:: Text to read ::
=====
Rangers continued their impressive start to life under Philippe Clement with a routine win over Livingston at the Tony Macaroni Arena yesterday.

In a game punctuated with VAR calls, Ross McCausland impressed on a full league debut. The visitors missed one penalty before scoring another and while the scoreline remained slender until James Tavernier found the net at the second time of asking, Livingston only had a single shot on target with 0.15xG come full-time.


Two penalties account for a large percentage of the chances fashioned by the visitors in West Lothian. Over the course of Clement’s five league games in charge Rangers’ xG/90 has jumped considerably, however, from 1.78 to 2.24 per 90. Similarly on a defensive front Rangers’ xG conceded has dropped from 0.66 to 0.34.
=====
:: Supplied information ::
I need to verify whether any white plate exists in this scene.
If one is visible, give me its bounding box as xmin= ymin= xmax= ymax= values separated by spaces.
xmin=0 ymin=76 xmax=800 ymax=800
=====
:: Requirement ::
Continue the report on Rangers' win over Livingston, starting right after its final sentence.

:: In response ::
Clement’s teams have started to take recognisable form and style. Although not everything is fixed at the time of writing, not that it could be, the Belgian has been true to his word of working towards a list of priorities. He’s made this side a more potent attacking force who plays with a greater degree of intensity. We saw how Rangers struggled in the second half of a late 2-1 win over Hearts at Ibrox but that aside, crucially without falling behind, they’ve built a steady stream of momentum.

Under Clement’s tutelage Rangers are playing forward more quickly and although on occasion that’s being traded off for a degree of control, the side are mixing up methods of attack more visibly and being ruthless with the space that is afforded to them.

Looking at the side's pass network on Sunday, you can see a definitive 4-2-4 shape on the ball. Clement wants to commit numbers to his attack and is happier going over the top of defences; with two wide men in each 11, the powerful running of Abdallah Sima and less rotation from midfielders into the full-back slots.

What does that look like in practice? An off-hand comment from Cyriel Dessers’ press conference on Sunday can provide further insight. Asked about his goal, the forward said: “It’s a throw-in for them we defend well, and we work on that as well.”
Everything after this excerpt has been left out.